Work to complete - Set down exactly the lines from the one containing "below and give the pixel coordinates." through the last line of the records below, both included, and nothing else.

[Items listed in a dataset]
--- BEGIN ---

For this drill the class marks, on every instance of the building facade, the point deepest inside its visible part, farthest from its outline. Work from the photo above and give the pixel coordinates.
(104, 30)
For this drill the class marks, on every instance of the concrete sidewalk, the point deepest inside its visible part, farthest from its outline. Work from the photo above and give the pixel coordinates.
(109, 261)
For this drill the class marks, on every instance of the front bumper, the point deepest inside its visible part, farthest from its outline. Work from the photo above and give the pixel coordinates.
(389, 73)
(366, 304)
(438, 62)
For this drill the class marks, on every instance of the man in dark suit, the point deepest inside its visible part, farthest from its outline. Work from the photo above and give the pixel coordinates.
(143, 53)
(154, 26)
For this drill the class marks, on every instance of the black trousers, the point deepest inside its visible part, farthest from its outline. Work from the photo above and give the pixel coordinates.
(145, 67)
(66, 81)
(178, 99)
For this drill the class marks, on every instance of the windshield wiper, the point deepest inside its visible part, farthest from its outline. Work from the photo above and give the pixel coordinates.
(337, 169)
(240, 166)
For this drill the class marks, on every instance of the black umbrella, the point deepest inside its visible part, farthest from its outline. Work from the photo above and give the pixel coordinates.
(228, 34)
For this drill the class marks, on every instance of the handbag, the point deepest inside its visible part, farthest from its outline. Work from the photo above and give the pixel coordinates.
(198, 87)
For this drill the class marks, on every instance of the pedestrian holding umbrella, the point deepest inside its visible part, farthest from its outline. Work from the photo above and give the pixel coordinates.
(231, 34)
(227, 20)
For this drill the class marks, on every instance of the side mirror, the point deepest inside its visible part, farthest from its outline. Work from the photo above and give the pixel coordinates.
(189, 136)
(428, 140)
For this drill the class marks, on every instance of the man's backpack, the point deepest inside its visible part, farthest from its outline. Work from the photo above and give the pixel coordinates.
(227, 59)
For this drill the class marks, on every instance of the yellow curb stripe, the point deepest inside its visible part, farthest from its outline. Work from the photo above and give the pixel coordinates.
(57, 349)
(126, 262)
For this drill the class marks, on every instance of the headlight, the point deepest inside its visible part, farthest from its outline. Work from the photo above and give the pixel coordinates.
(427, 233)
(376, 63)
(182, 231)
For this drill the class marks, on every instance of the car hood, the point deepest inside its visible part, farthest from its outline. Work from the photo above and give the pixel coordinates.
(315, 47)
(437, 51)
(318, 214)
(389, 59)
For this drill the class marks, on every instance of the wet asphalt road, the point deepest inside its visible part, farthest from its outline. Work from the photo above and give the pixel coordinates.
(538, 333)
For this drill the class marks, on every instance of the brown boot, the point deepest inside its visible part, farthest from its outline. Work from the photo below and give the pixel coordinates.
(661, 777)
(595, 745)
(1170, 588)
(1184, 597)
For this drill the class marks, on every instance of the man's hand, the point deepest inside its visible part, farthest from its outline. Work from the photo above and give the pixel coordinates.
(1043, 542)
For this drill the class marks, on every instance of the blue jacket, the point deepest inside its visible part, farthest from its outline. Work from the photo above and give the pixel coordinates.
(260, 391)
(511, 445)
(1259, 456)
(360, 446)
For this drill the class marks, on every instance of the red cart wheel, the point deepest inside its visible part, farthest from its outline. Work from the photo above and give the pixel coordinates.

--- END ---

Final result -
For this drill the class marks, on every instance of the brown boot, the point deepest inside its visible part, farthest from its outline. Work from the photo below and give the pixel coordinates.
(661, 777)
(595, 745)
(1170, 588)
(1184, 597)
For this drill the class marks, on every instance of the man's hand, the point deepest inside its visible part, farthest from its outline. Work from the photo above and give the pixel coordinates.
(1043, 542)
For this drill the class marks, on every instance of the blue jacket, the point deepest inside its visible part, farthest from its outline. Work from the photo above and give the pixel coordinates.
(260, 391)
(511, 445)
(1259, 456)
(360, 446)
For this drill the class marks, on every instance of the red cart wheel, the point deepest inside its visible part, farthest from its outline. Work from the photo above and give the pixel coordinates.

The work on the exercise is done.